**Tasks and exercises**:
**1.** In the Molecule documentation, what is the default atomic orbital basis set?
**2.** Do these statements agree with the Molecule documentation? (a) If no charge is given, the net charge defaults to 0. (b) Only restricted spins are supported. (c) Molecular quantities are calculated at the Hartree-Fock level. For each, give yes or no and quote the deciding words.
**3.** Return the passage of the Molecule documentation from "The key inputs" to "(all electrons paired)", copied without any change.

**Extract to read**:
------------------------------
Molecule#
The Molecule object contains all the information from a classical quantum chemistry calculation that will be used in the quantum simulation.
The key inputs required are:
- geometry
atomic coordinates in the form of a list of tuples
- charge
an integer value for the net charge for the entire molecule
default value is 0
- multiplicity
spin multiplicity given as 2S + 1, where S is the number of unpaired electrons multipled by 1/2
default value is 1 (all electrons paired)
Optional inputs:
- basis
the atomic orbital basis set to be used
default value is ‘STO-3G’
- xyz_file
qibochem allows the geometry, charge, and multiplicity to be specified as an .xyz file, with the format:
n_atoms charge multiplicity atom_1 x_coord y_coord z_coord ... atom_n x_coord y_coord z_coord
- active
list of molecular orbitals to be considered in the quantum simulation
The current implementation supports both restricted and unrestricted spins. (TODO: elaborate)
Variables#
Upon executing the PyScf driver program for a given molecule, molecular quantities are calculated at the Hartree-Fock (HF) level and stored in the Molecule class. These include:
converged Hartree-Fock energy
optimized molecular orbital (MO) coefficients
one- and two-electron integrals
Additional details are provided in the API reference.
------------------------------
**Data provided**:
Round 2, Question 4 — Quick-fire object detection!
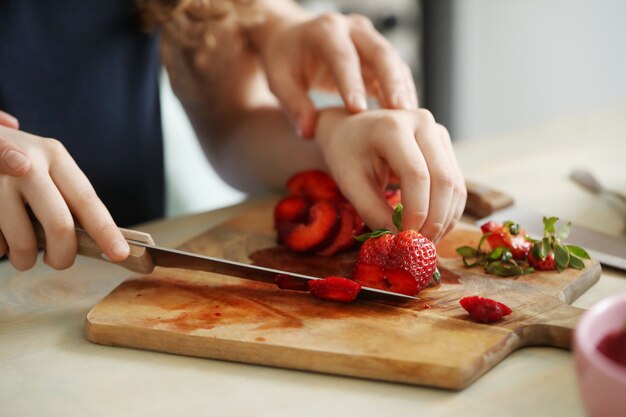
------------------------------
**Answer set**:
**1.** ‘STO-3G’

**2.**
(a) Yes: "default value is 0"
(b) No: "The current implementation supports both restricted and unrestricted spins."
(c) Yes: "molecular quantities are calculated at the Hartree-Fock (HF) level and stored in the Molecule class"

**3.**
The key inputs required are:
- geometry
atomic coordinates in the form of a list of tuples
- charge
an integer value for the net charge for the entire molecule
default value is 0
- multiplicity
spin multiplicity given as 2S + 1, where S is the number of unpaired electrons multipled by 1/2
default value is 1 (all electrons paired)